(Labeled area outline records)
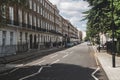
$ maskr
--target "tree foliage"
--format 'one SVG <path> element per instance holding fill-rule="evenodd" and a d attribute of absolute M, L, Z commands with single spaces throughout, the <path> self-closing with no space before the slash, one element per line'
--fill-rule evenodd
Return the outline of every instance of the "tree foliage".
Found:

* * *

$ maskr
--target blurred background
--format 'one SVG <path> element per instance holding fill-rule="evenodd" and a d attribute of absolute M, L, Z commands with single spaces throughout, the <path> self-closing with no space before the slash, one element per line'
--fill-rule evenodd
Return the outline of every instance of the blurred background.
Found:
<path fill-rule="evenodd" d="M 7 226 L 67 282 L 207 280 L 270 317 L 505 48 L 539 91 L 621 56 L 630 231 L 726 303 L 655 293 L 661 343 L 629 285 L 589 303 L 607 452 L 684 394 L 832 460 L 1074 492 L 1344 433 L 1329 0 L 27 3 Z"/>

...

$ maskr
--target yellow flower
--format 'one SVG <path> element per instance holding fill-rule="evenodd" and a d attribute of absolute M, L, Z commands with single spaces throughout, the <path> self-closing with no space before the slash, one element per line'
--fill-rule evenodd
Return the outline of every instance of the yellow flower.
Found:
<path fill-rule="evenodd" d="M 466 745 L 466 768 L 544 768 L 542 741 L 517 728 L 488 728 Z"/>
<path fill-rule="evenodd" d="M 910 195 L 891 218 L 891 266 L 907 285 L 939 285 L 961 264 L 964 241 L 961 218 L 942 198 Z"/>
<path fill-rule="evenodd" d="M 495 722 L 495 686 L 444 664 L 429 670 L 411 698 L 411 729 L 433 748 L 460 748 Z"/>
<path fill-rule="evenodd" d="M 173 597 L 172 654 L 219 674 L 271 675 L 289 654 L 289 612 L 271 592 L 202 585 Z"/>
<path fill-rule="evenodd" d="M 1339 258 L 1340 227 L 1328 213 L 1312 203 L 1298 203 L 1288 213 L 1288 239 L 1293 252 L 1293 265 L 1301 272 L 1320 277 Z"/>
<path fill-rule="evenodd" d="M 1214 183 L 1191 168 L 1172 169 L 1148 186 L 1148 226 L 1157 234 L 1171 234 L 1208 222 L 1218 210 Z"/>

- GIVEN TASK
Find every line in the records above that contains the word "blurred", and copy each of those lines, treating uppercase and lowercase as different.

- THE ANSWER
--target blurred background
Return the outline of every instance of the blurred background.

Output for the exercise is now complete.